> **Requirement**: Reproduce every line of the material below, swapping each "instance" for "object" and leaving everything else unchanged. Leave the pictures out of your answer.

> **Working data**:
--- begin ---

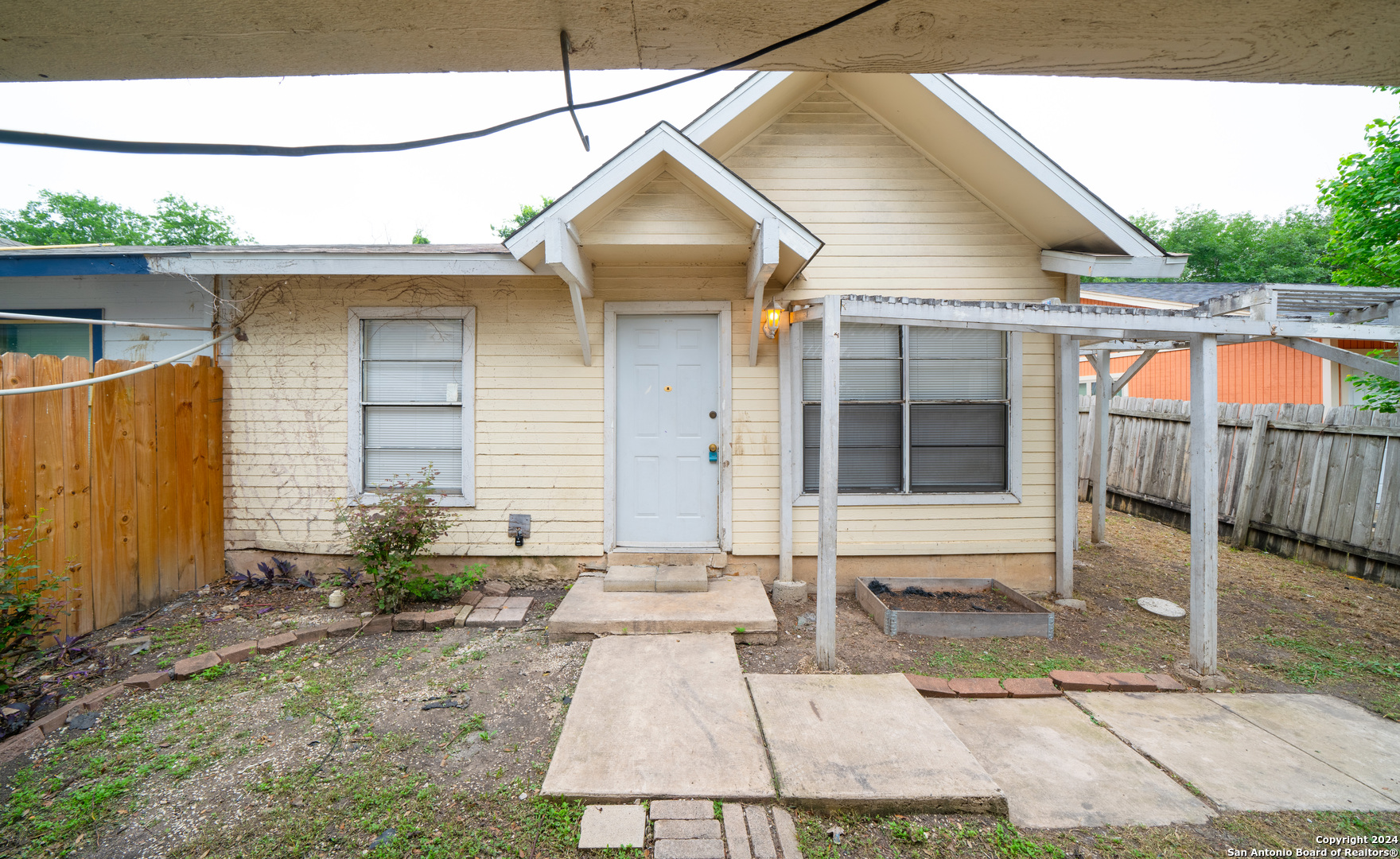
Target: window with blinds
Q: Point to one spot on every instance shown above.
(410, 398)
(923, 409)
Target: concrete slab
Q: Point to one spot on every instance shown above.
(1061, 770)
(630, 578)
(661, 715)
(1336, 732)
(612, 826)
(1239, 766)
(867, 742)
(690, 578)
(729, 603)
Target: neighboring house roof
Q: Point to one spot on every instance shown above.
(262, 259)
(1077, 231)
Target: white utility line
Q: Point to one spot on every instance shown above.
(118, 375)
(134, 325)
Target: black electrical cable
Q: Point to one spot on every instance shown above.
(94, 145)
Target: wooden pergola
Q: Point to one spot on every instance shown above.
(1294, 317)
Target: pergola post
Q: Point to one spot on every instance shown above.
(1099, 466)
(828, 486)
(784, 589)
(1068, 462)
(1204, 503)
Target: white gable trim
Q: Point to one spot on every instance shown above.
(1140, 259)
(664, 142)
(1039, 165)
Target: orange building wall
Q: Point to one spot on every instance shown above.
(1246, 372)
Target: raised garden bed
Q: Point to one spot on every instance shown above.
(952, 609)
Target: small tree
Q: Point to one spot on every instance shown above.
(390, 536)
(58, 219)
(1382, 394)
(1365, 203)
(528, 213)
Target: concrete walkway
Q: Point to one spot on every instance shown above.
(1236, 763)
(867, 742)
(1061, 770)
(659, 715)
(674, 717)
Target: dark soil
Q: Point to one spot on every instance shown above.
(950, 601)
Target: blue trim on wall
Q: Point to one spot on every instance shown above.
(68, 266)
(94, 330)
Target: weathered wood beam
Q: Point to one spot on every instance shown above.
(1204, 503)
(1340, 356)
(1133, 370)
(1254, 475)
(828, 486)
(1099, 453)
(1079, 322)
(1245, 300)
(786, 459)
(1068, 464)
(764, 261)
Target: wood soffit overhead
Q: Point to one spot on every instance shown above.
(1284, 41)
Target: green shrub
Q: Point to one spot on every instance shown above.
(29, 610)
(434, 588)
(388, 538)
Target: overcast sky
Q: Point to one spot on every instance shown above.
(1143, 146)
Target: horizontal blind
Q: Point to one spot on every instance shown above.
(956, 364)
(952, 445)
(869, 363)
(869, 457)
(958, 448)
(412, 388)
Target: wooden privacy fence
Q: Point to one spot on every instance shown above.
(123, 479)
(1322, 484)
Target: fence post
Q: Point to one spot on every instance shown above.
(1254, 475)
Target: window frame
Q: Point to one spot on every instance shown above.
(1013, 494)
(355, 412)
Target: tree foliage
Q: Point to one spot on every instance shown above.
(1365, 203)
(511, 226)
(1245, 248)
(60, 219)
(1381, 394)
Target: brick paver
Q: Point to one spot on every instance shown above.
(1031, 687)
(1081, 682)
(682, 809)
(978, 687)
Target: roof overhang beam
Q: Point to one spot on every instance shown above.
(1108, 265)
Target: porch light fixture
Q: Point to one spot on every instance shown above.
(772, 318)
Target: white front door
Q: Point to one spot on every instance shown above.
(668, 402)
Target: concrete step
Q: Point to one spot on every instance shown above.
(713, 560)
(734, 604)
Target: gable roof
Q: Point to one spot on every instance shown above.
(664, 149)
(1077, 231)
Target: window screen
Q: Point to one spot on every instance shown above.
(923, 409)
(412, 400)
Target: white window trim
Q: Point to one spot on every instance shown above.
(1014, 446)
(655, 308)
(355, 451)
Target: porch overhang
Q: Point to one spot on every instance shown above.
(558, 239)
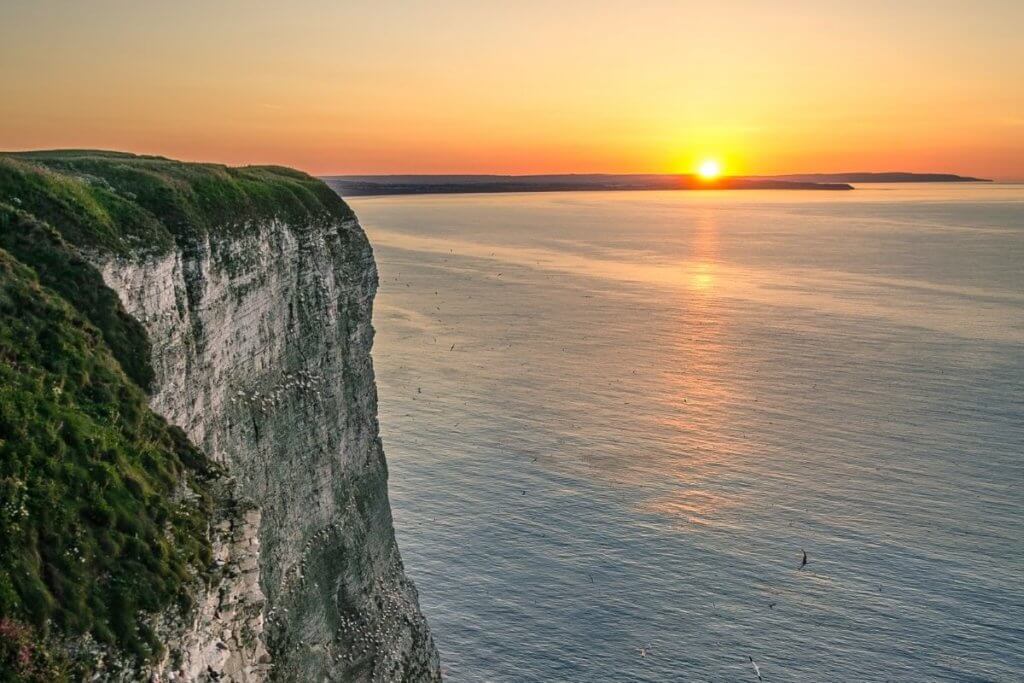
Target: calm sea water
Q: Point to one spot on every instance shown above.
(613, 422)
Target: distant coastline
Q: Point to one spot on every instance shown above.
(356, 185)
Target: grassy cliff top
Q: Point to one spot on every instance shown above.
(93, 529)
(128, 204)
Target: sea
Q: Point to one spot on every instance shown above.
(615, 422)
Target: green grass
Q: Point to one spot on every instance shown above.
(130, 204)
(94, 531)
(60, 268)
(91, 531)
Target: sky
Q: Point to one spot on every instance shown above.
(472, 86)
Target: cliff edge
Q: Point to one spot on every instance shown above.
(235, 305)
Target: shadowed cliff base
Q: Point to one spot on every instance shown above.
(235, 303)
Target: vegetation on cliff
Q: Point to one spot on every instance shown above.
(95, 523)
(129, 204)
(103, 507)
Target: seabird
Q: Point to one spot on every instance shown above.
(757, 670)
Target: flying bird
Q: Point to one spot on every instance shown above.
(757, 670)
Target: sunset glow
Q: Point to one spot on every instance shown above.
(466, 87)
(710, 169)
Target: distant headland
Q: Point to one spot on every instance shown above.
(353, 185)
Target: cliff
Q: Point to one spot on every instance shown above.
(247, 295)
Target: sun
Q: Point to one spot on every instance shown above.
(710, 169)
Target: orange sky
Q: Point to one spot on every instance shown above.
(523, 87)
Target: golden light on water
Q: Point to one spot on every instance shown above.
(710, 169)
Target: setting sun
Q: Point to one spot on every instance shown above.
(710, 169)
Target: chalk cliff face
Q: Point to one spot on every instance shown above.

--- end ---

> **Reply**:
Target: window with blinds
Q: Point to one spot on every object shown above.
(410, 398)
(923, 409)
Target: concrete slab
Q: Point to one spot on every object shown above.
(1061, 770)
(630, 578)
(661, 715)
(1336, 732)
(612, 826)
(1239, 766)
(867, 742)
(690, 578)
(729, 603)
Target: neighboring house roof
Q: Point to one spot on every object shown above.
(262, 259)
(1077, 231)
Target: white utility line
Q: Point to one spot on every object shown above.
(118, 375)
(134, 325)
Target: black electrical cable
Q: Point to one spot on every object shown above.
(94, 145)
Target: wooden pergola
Q: Point to one spot on every object shown above.
(1294, 317)
Target: pergola post
Q: Point to one spot on every object shown above.
(1099, 466)
(828, 486)
(784, 589)
(1068, 462)
(1204, 503)
Target: white gable trim
Q: Point to one spot on every object shown above.
(1140, 259)
(664, 142)
(1039, 165)
Target: orange building wall
Q: Point to one spot on every object shown above.
(1246, 372)
Target: raised garden bed
Q: Point to one spot on every object shown above.
(952, 609)
Target: small tree
Q: Point to one spot on every object shown above.
(390, 536)
(58, 219)
(1382, 394)
(1365, 203)
(528, 213)
Target: concrete walkway
Q: Point to one spot on every object shown above.
(1236, 763)
(867, 742)
(1061, 770)
(659, 715)
(674, 717)
Target: dark soil
Q: Point to one spot on every object shown above.
(950, 601)
Target: blue trim on wall
Q: Point to one spot on every object shown above.
(68, 266)
(94, 330)
Target: weathered wood beam
Q: Point to one spot on every object shown above.
(1204, 503)
(1340, 356)
(1133, 370)
(1254, 475)
(828, 486)
(1099, 453)
(1079, 322)
(1245, 300)
(786, 459)
(1068, 464)
(764, 261)
Target: wood soffit overhead
Q: Point to one spot on every object shown above.
(1284, 41)
Target: green shrub
Q: Point to one spot on every object shown above.
(29, 610)
(434, 588)
(388, 538)
Target: overcast sky
Q: Point to one spot on every object shown above.
(1143, 146)
Target: horizontal blind
Q: Point to one spot on every object shown above.
(956, 364)
(952, 445)
(869, 363)
(869, 457)
(958, 448)
(412, 388)
Target: wooden privacy fence
Q: Point to one spot on every object shown above.
(123, 479)
(1322, 484)
Target: fence post
Q: Point to one spot on every object shown above.
(1254, 475)
Target: window frame
Q: Point to one spot on every object shown above.
(1013, 494)
(355, 412)
Target: tree foliage
Q: Point to one spot on every object shown above.
(1365, 203)
(511, 226)
(1245, 248)
(60, 219)
(1381, 394)
Target: brick paver
Q: Point to one spot on every object shown above.
(1031, 687)
(1081, 682)
(682, 809)
(978, 687)
Target: roof overhang beam
Q: Point to one spot on every object shown above.
(1108, 265)
Target: porch light fixture
Q: Point to one spot on every object shown above.
(772, 318)
Target: white front door
Q: Point to one spot on every object shown above.
(668, 402)
Target: concrete step
Q: Point to one spot on every object shown above.
(713, 560)
(734, 604)
Target: gable roof
Q: Point to one spot on every object shown above.
(664, 149)
(1077, 231)
Target: window screen
Q: Point to one spot on every object shown above.
(923, 409)
(412, 400)
Target: white window trim
Q: Point to one spot on every object shown above.
(1014, 446)
(655, 308)
(355, 451)
Target: porch overhang
Q: Point to one spot on every object shown above.
(558, 239)
Target: calm sea water
Q: Point to one spot on every object shown above.
(613, 422)
Target: distant coastline
Q: Point to one spot on every object shown above.
(356, 185)
Target: grassy cliff top
Q: Point to one spot on every object shown above.
(93, 529)
(128, 204)
Target: sea
Q: Point to one spot on every object shown above.
(615, 422)
Target: green grass
Q: Point to one spot on every object shown above.
(130, 204)
(94, 531)
(60, 268)
(91, 531)
Target: sky
Q: Point to one spot on every object shown above.
(472, 86)
Target: cliff edge
Q: Point to one spot on every object shown above.
(235, 305)
Target: shadowed cliff base
Q: Point to one spot on every object shown above.
(235, 303)
Target: vegetation on cliff
Q: Point to one spot on every object shown above.
(95, 523)
(129, 204)
(103, 507)
Target: seabird
Q: Point to one spot on every object shown above.
(757, 670)
Target: flying bird
Q: Point to one spot on every object shown above.
(757, 670)
Target: sunset glow
Q: Point to one spot on every object shown above.
(466, 87)
(710, 169)
Target: distant headland
Q: Point to one spot on every object shown above.
(353, 185)
Target: cliff
Q: Point to one spot on every object shown above.
(247, 295)
Target: sun
Q: Point to one spot on every object shown above.
(710, 169)
Target: orange sky
Q: Point to one spot on every object shown above.
(523, 87)
Target: golden light on water
Q: Point to one spot on every object shown above.
(710, 169)
Target: setting sun
Q: Point to one spot on every object shown above.
(710, 169)
Target: chalk cliff face
Q: Point to one spot on every object shown above.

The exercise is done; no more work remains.